● Extract to read

##########

Because even though the types of seaweed that live in salt water in Sweden are neither poisonous nor dangerous, they can gather heavy metals from for instance agriculture, she explains to the safari participants and the Nordic Labour Journal.

“If we ingest heavy metals through the seaweed, our bowels will rid our bodies of them. This is different from heavy metals ingested via shellfish and oily fish species.” 

Not enough people know this fact, thinks Linnéa Sjögren and sees it as a challenge for those who, like her, want our seaweed consumption to increase. The danger aspect which sometimes is linked to seaweed must go if the general public is to understand the future potential for this product as a raw material in cooking, she says. 

“To achieve a change like this we need state-funded lab testing of different types of seaweed during different seasons. This is something individual businesses cannot afford. Scientific results must then be spread beyond research reports through popular science if the negative attitudes to seaweed are to be changed.”

New trade association

Like for all other business owners, profit is important for ecopreneurs like Linnéa Sjögren too. To make the company profitable, Catxalot had to stop providing seaweed to restaurants and shops since Linnéa Sjögren now runs the company on her own. You need economies of scale in order to make a business like this profitable, she says, pointing out how seaweed farms have a different capacity than seaweed companies gathering wild seaweed by hand.

##########

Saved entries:
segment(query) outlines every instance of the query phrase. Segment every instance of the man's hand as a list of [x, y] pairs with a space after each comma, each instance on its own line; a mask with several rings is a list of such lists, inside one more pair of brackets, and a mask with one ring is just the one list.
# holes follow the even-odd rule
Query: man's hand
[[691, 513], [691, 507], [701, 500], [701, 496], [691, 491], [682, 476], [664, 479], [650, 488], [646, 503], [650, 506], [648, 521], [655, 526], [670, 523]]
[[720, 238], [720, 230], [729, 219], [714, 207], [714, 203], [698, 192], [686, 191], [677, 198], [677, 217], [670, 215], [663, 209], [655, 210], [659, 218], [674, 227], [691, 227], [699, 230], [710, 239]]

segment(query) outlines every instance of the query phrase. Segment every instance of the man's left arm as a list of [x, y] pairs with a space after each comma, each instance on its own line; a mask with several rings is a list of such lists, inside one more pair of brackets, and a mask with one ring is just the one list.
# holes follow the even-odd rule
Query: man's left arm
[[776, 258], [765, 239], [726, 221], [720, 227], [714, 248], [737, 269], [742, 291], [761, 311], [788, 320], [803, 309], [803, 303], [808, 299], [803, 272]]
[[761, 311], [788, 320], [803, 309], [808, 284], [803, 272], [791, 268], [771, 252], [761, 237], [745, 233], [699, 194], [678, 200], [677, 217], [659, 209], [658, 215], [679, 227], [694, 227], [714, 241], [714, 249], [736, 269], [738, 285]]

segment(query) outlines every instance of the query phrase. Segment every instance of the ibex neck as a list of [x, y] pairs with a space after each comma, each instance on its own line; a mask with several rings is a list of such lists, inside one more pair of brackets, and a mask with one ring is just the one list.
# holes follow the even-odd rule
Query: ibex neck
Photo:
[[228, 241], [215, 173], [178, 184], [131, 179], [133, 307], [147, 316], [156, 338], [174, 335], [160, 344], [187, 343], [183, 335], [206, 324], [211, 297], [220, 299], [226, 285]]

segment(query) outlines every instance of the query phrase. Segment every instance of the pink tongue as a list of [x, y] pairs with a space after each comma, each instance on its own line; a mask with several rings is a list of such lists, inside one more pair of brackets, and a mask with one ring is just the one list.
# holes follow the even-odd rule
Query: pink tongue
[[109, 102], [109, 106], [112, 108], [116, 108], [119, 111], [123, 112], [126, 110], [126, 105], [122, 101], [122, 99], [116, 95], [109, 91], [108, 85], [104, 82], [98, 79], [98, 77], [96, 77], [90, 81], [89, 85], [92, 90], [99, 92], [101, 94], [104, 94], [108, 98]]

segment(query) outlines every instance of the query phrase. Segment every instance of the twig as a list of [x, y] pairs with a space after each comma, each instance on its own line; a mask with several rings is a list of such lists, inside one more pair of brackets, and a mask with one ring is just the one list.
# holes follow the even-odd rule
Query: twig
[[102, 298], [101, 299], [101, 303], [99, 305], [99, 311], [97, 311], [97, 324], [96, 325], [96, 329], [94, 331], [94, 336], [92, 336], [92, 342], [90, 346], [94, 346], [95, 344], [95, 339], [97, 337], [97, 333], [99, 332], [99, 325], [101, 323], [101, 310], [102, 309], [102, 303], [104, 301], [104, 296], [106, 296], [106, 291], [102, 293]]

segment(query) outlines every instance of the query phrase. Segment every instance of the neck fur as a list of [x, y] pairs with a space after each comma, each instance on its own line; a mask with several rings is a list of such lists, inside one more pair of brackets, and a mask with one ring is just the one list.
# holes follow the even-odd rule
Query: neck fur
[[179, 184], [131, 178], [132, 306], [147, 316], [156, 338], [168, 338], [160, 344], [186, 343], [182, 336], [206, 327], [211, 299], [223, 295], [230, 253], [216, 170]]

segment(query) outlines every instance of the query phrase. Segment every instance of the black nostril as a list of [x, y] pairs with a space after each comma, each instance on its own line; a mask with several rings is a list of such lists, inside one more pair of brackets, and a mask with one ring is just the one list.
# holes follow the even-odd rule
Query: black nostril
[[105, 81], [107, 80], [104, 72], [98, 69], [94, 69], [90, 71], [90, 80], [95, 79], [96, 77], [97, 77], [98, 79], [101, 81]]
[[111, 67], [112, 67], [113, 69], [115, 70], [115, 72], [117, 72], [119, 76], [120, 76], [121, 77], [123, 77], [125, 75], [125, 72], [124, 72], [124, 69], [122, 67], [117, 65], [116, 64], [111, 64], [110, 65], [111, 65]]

##########

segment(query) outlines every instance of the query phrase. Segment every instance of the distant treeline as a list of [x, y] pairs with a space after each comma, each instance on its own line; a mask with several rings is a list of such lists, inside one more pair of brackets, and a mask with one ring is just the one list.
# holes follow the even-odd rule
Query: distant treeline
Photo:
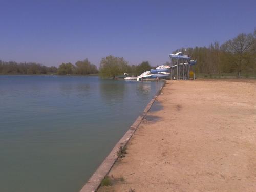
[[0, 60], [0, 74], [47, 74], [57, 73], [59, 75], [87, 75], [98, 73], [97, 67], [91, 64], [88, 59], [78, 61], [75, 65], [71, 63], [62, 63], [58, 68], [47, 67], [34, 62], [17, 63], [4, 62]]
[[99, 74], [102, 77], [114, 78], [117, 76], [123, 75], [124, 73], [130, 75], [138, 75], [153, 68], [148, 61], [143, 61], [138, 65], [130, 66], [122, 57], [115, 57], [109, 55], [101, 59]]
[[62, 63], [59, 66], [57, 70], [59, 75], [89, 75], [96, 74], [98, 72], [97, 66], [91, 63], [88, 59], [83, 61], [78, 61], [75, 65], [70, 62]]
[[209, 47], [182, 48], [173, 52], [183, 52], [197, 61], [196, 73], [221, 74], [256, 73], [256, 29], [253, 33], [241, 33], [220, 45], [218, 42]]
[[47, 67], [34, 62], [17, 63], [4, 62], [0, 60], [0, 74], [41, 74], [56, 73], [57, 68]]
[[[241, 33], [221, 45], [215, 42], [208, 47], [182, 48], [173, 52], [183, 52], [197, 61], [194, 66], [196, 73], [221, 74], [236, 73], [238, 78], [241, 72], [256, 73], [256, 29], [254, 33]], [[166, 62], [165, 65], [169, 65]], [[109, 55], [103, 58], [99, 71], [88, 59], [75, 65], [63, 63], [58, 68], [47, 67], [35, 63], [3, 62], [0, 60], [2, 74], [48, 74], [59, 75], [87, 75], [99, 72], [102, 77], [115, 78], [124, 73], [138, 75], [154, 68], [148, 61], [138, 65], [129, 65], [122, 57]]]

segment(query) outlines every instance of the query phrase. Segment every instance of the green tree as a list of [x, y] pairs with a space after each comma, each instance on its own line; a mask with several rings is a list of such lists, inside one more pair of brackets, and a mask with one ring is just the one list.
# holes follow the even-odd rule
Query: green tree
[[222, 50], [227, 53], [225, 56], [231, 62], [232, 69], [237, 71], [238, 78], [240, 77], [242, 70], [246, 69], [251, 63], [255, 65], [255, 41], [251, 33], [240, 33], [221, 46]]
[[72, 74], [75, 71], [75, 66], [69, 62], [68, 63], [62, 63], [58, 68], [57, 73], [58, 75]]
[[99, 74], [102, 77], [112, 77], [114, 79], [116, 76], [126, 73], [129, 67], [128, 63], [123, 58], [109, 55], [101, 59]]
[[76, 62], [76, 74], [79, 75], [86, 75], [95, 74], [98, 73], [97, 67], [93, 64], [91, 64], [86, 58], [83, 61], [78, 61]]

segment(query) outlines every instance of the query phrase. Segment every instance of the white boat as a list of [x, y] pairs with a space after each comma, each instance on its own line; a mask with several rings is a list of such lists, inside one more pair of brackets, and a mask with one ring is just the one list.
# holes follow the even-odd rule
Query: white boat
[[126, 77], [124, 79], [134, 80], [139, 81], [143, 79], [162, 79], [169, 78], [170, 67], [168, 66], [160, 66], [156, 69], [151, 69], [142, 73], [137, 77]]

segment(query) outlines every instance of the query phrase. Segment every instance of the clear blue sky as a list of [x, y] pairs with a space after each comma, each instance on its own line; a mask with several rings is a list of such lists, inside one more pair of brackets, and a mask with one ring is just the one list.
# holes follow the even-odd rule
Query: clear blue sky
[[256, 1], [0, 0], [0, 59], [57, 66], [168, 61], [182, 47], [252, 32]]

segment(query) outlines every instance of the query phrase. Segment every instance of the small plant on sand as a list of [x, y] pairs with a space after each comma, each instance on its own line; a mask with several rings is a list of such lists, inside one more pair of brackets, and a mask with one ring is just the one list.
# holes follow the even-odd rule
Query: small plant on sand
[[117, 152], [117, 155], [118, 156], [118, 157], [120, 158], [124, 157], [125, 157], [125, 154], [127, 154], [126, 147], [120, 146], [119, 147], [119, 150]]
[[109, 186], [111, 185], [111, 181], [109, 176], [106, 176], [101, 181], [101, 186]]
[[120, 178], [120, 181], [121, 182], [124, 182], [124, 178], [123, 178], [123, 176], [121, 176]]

##########

● Exercise A
Return the stretch of the seaweed passage from "Not enough people" through "cooking, she says.".
● Exercise B
In the seaweed passage, what kind of lab testing does Linnéa Sjögren say is needed?
● Exercise C
Continue the passage about seaweed, picking up after its final sentence.

● Written reply A
Not enough people know this fact, thinks Linnéa Sjögren and sees it as a challenge for those who, like her, want our seaweed consumption to increase. The danger aspect which sometimes is linked to seaweed must go if the general public is to understand the future potential for this product as a raw material in cooking, she says.

● Written reply B
State-funded lab testing of different types of seaweed during different seasons.

● Written reply C
“Here in Sweden, we have only three seaweed farms, while Norway has many more. This is because Swedish rules for setting up farms are complicated.”

In order to help Swedish authorities with knowledge and experience from their aquaculture business and to protect their own interests, the trade association Svensk vattenbruk och sjömat (Swedish aquaculture and seafood) was established late last year.    

“We are the voice of the trade and can provide views on government reports in order to simplify the rules while also making it easier for those of us who want to operate a sustainable business,” says Linnéa Sjögren, who is the association’s secretary, before pulling on her wading trousers and walking out to the group in the water. 

With a gentle hand

The group in the water in Grebbestad have now brought out their scissors. Since the seaweed in Sweden is part of the public right of access, it is possible for the safari participants to harvest small quantities to take home. They have already been taught how to do it.

“Catxalot’s mission has from the start been to safeguard the regrowth of seaweed through showing how to pick it in a sustainable manner. How much and which part you can take and never to yank a plant off the seabed,” says Linnéa Sjögren. 

A seaweed book in the making

Now she gets out of her wading trousers and heads for her desk to write the last paragraphs of her first book about seaweed. Karolina Martinson is contributing with recipes. It is due to be published this autumn by Natur & Kultur. According to the author, one chapter might be controversial since it is about nutritional content linked to results from research.

“I am prepared for a debate. The research I write about in the book might be seen to be far too good to be true,” says Linnéa Sjögren and makes her way across the cliffs. 

The book can be read by those who want to learn more about seaweed and who might want to work in a professional capacity with this maritime raw material in order to create their own products or events, and thereby create more jobs.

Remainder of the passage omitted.